(begin)
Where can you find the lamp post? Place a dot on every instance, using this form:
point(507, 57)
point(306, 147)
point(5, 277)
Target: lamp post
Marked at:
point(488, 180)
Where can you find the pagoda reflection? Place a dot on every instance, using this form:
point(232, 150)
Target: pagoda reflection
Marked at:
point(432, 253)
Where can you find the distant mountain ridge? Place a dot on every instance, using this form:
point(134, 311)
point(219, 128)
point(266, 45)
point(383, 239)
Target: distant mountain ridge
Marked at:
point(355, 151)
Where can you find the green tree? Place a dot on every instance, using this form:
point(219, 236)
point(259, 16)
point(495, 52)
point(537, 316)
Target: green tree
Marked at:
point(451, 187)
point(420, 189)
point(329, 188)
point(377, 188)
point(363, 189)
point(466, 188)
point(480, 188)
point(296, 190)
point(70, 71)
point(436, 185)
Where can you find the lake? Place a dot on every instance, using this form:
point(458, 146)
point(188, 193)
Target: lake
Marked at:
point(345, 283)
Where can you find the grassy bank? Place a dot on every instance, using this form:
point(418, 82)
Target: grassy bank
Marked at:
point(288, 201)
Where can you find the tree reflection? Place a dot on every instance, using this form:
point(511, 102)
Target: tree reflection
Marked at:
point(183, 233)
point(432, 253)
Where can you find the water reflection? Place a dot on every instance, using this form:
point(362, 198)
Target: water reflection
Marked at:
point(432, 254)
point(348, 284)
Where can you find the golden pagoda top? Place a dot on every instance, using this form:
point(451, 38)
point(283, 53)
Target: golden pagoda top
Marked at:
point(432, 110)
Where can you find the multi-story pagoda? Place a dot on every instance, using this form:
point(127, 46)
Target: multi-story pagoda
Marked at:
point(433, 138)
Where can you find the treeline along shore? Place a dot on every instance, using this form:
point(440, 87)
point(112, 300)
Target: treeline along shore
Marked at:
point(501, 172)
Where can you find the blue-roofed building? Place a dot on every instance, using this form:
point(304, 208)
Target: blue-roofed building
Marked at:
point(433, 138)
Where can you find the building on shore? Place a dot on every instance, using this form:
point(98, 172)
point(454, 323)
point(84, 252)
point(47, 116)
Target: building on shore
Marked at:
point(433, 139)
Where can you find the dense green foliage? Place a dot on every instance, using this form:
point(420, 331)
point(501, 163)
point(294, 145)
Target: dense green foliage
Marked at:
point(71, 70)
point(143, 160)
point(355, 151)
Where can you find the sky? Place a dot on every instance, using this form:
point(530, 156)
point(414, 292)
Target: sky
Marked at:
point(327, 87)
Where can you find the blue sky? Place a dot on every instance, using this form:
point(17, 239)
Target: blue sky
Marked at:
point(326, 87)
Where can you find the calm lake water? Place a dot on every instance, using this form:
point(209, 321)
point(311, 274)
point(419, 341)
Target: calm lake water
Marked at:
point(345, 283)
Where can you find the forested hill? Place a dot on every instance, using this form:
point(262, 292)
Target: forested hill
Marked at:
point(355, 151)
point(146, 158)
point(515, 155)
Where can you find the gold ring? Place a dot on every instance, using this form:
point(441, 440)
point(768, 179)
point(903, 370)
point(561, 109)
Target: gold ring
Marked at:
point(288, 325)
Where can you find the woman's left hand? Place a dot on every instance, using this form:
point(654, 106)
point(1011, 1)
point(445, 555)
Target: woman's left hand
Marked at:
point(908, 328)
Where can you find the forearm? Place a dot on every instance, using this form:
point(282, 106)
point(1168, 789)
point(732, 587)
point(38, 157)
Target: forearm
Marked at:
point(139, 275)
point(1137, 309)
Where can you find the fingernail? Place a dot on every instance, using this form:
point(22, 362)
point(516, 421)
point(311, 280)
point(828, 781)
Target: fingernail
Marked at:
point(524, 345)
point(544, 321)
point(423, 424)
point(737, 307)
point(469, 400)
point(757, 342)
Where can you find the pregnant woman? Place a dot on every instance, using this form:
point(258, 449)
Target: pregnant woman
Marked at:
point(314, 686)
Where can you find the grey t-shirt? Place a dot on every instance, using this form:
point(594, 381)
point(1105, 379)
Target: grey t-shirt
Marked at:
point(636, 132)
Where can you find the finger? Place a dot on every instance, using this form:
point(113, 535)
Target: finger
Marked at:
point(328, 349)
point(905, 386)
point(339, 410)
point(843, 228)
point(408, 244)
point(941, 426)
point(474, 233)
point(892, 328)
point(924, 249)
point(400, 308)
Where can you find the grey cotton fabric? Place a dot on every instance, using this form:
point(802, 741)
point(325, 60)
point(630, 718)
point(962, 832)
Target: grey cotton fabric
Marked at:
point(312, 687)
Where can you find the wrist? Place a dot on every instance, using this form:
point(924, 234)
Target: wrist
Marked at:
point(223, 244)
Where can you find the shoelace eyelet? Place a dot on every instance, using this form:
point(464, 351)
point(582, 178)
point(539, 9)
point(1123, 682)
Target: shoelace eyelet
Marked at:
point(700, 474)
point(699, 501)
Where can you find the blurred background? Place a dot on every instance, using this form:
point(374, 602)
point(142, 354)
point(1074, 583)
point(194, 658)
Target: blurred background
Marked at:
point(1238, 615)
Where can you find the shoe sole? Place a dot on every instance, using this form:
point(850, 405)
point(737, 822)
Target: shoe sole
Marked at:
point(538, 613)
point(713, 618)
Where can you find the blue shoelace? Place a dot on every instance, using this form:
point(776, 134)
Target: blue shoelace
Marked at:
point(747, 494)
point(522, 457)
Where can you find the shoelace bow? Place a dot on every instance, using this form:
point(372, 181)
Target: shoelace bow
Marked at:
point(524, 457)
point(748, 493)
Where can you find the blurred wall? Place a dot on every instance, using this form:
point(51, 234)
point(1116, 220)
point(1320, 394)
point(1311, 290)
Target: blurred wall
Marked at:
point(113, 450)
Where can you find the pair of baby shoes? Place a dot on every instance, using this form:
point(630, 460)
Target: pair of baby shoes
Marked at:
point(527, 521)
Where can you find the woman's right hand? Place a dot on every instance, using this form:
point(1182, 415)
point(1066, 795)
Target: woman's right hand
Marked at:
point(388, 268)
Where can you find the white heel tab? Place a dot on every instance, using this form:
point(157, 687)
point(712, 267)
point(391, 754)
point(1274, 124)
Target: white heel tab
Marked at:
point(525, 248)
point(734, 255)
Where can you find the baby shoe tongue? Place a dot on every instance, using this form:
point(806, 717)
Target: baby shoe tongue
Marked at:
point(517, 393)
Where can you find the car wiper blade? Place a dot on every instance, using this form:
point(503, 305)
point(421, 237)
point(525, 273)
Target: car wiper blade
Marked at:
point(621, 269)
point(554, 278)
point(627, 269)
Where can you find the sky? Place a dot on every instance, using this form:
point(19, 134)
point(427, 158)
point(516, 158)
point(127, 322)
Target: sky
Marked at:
(end)
— Direction —
Copy out every one of the lines above word for word, keeping their order, punctuation, and coordinates unchanged.

— Result below —
Where can you find the lamp post? Place a dot on every instance, using this form:
point(507, 57)
point(306, 147)
point(5, 277)
Target: lamp post
Marked at:
point(488, 180)
Where can you find the pagoda reflection? Place a dot on every instance, using this form:
point(232, 150)
Target: pagoda reflection
Marked at:
point(432, 253)
Where can you find the distant mountain ridge? Place a dot on every instance, using this form:
point(134, 311)
point(219, 128)
point(266, 45)
point(383, 239)
Target: distant mountain ridge
Marked at:
point(355, 151)
Where can you find the green tree? Place a dot on every instance, using this form:
point(219, 236)
point(259, 16)
point(495, 52)
point(537, 316)
Target: green tree
Marked at:
point(451, 187)
point(420, 189)
point(329, 188)
point(377, 188)
point(363, 189)
point(466, 188)
point(480, 188)
point(296, 190)
point(70, 71)
point(436, 185)
Where can you find the lake? Place a dot on every instance, using this form:
point(458, 146)
point(188, 193)
Target: lake
Marked at:
point(345, 283)
Where can you find the grassy bank? Place a dot on every instance, using this form:
point(418, 82)
Target: grassy bank
Marked at:
point(288, 201)
Where can you find the tree reflection? Place a dot on every instance, using this form:
point(511, 102)
Target: tree reflection
Marked at:
point(183, 233)
point(432, 253)
Where can you find the water reflection? Place a dot on every instance, using this form:
point(362, 198)
Target: water reflection
Marked at:
point(432, 254)
point(348, 284)
Where can you find the golden pagoda top? Place a dot on every instance, using this form:
point(451, 38)
point(283, 53)
Target: golden pagoda top
Marked at:
point(432, 110)
Where can you find the multi-story pagoda? Place a dot on every instance, using this form:
point(127, 46)
Target: multi-story pagoda
Marked at:
point(433, 138)
Where can you find the treeline along shore? Place a dot on every instance, using this form:
point(440, 87)
point(112, 300)
Target: treeline along shore
Marked at:
point(501, 172)
Where can you find the blue-roofed building? Place a dot on every instance, using this form:
point(304, 208)
Target: blue-roofed building
Marked at:
point(433, 138)
Where can you find the building on shore? Place a dot on every instance, using this form:
point(98, 172)
point(454, 323)
point(84, 252)
point(47, 116)
Target: building on shore
Marked at:
point(433, 139)
Where can you find the dense green foliage? Place a dot on every instance, using this form:
point(420, 331)
point(501, 163)
point(294, 145)
Target: dense green foliage
Marked at:
point(71, 70)
point(143, 160)
point(355, 151)
Where can you find the sky? Place a dot on every instance, using this form:
point(530, 156)
point(414, 292)
Target: sky
Marked at:
point(327, 87)
Where can you find the blue sky? Place a dot on every instance, using this form:
point(17, 239)
Target: blue sky
Marked at:
point(326, 87)
Where can you find the calm lake water? Place a dot on every instance, using this form:
point(209, 321)
point(311, 274)
point(419, 341)
Target: calm lake water
Marked at:
point(345, 283)
Where can you find the forested hill? Place a dot on every instance, using this form:
point(262, 292)
Target: forested hill
Marked at:
point(355, 151)
point(146, 158)
point(515, 155)
Where can you find the gold ring? Place a dot on every instance, using this form:
point(441, 440)
point(768, 179)
point(903, 370)
point(561, 109)
Target: gold ring
Marked at:
point(288, 325)
Where can you find the woman's left hand? Place a dot on every instance, using this form:
point(654, 106)
point(1011, 1)
point(445, 555)
Target: woman's left hand
Marked at:
point(908, 328)
Where can you find the forearm? Place a dot on every instance, using this form:
point(282, 106)
point(1168, 789)
point(732, 587)
point(38, 157)
Target: forearm
Marked at:
point(139, 275)
point(1137, 309)
Where can you find the fingernail? Place a dot on every instance, using this form:
point(22, 362)
point(516, 421)
point(311, 280)
point(828, 781)
Target: fingernail
Marked at:
point(524, 345)
point(544, 321)
point(423, 424)
point(737, 307)
point(469, 400)
point(757, 342)
Where can you find the pregnant woman? Place a dot on every instance, using this form:
point(258, 449)
Target: pregnant woman
Marked at:
point(314, 686)
Where can you find the grey t-shirt? Place a dot on every instance, using this form:
point(594, 381)
point(1105, 379)
Target: grey t-shirt
Marked at:
point(636, 132)
Where can you find the finger? Place a dot on every instance, using this form:
point(113, 535)
Target: finger
Marked at:
point(328, 349)
point(905, 386)
point(339, 410)
point(843, 228)
point(408, 244)
point(941, 426)
point(474, 233)
point(892, 328)
point(924, 249)
point(400, 308)
Where can you find the grey cotton fabric? Place a dot on every instance, using this form:
point(802, 741)
point(325, 60)
point(630, 718)
point(962, 832)
Target: grey cotton fabric
Marked at:
point(312, 687)
Where can you find the wrist? Place a dot on every instance, using this form:
point(924, 234)
Target: wrist
Marked at:
point(223, 244)
Where can you find the shoelace eyelet? Place a dot on every instance, using this form:
point(464, 351)
point(582, 178)
point(539, 9)
point(1123, 682)
Target: shoelace eyelet
Marked at:
point(700, 474)
point(699, 501)
Where can you find the blurred background? Place a dot on every instance, using this form:
point(374, 602)
point(142, 354)
point(1074, 583)
point(194, 658)
Target: blurred background
Marked at:
point(1238, 615)
Where can you find the shoe sole? Place a dot on every instance, using this form:
point(850, 405)
point(737, 822)
Target: shoe sole
Marked at:
point(538, 613)
point(713, 618)
Where can you find the blue shoelace? Place a dot on every instance, using this form:
point(776, 134)
Target: blue shoelace
Marked at:
point(747, 494)
point(522, 457)
Where can you find the shoelace bow? Place a dot on every instance, using this form:
point(372, 181)
Target: shoelace bow
Marked at:
point(524, 457)
point(748, 493)
Where can you find the blurred wall? Place a dot on every instance, using this form:
point(51, 234)
point(1116, 220)
point(1320, 394)
point(1311, 290)
Target: blurred wall
Marked at:
point(113, 450)
Where can you find the pair of baby shoes? Place a dot on every instance, using this form:
point(630, 460)
Target: pair of baby shoes
Marked at:
point(527, 521)
Where can you find the woman's right hand? Place a dot on every instance, using this form:
point(1182, 415)
point(1066, 795)
Target: woman's right hand
Marked at:
point(388, 268)
Where can you find the white heel tab? Place a dot on every instance, using this form:
point(157, 687)
point(712, 267)
point(391, 754)
point(1274, 124)
Target: white heel tab
Marked at:
point(525, 248)
point(734, 255)
Where can you find the baby shoe tongue? Place a dot on every instance, using this form:
point(806, 717)
Target: baby shoe tongue
Marked at:
point(517, 393)
Where can you find the car wiper blade? Place a dot on every instance, using this form:
point(503, 305)
point(421, 237)
point(525, 273)
Target: car wiper blade
Marked at:
point(621, 269)
point(554, 278)
point(627, 269)
Where can you find the sky? Place a dot on every instance, using this form:
point(19, 134)
point(427, 158)
point(516, 158)
point(127, 322)
Target: sky
Marked at:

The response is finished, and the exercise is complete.